=== WHAT IS BEING ASKED ===
Output, word for word, the part of the material below that opens with the line containing "Could you please point to the protester" and runs through the end of the material. Include both of those ends and nothing else.

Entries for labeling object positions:
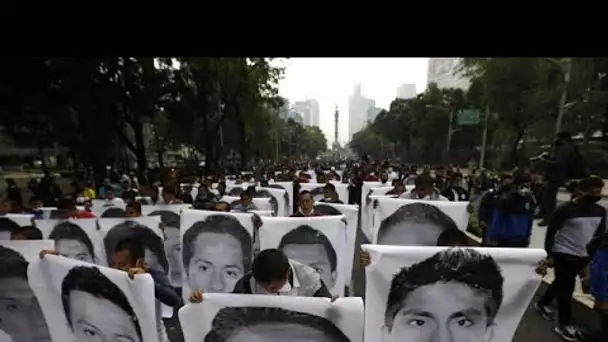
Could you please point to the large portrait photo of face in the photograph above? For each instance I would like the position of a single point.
(243, 318)
(319, 242)
(91, 303)
(173, 244)
(351, 215)
(21, 316)
(403, 222)
(77, 240)
(447, 294)
(288, 187)
(152, 240)
(217, 251)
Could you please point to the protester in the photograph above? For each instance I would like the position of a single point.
(306, 206)
(424, 190)
(512, 215)
(245, 204)
(330, 195)
(569, 232)
(272, 273)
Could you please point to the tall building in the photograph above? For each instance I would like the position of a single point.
(285, 113)
(309, 109)
(444, 72)
(406, 91)
(358, 106)
(372, 113)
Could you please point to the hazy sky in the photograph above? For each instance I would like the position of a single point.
(331, 80)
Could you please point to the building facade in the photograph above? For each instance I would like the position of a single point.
(406, 91)
(372, 113)
(309, 109)
(444, 72)
(358, 106)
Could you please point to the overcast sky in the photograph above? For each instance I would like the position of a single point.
(331, 80)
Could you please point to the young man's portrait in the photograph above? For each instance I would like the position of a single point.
(453, 296)
(73, 242)
(154, 246)
(269, 324)
(20, 314)
(173, 244)
(311, 247)
(414, 224)
(217, 252)
(96, 309)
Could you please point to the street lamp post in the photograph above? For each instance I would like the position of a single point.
(567, 71)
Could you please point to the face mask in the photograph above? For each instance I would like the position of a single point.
(591, 198)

=== EXPECTED OUTPUT ===
Could you please point to the protester in the photograph above? For each instance I would like the position of a single point.
(306, 206)
(424, 190)
(512, 215)
(245, 204)
(330, 195)
(569, 232)
(272, 273)
Could you please point to the tall building in the photograph above? For each instance I would like the position of a single point.
(285, 113)
(309, 109)
(444, 72)
(406, 91)
(358, 106)
(372, 113)
Could you please point to the hazy sky in the photograph above? For each instance I would like the position of a single point.
(331, 80)
Could you please point to the building facade in the photograph above? For each instance I would like the position of a single point.
(406, 91)
(372, 113)
(309, 109)
(444, 72)
(358, 106)
Could you please point to the overcast sky in the photograph above? For each instance I would like the position of a single point.
(331, 80)
Could you please point to the young man's portrait in the photograph above? For each instance I would like the position of a single point.
(453, 296)
(73, 242)
(154, 246)
(269, 324)
(20, 314)
(173, 244)
(311, 247)
(414, 224)
(217, 252)
(96, 309)
Could you please point to the street lamp post in the photograph above? For each instance I would like the position of a single point.
(567, 71)
Could you please point to the face mask in the photograph above? For each instance I would like the position of a single point.
(591, 198)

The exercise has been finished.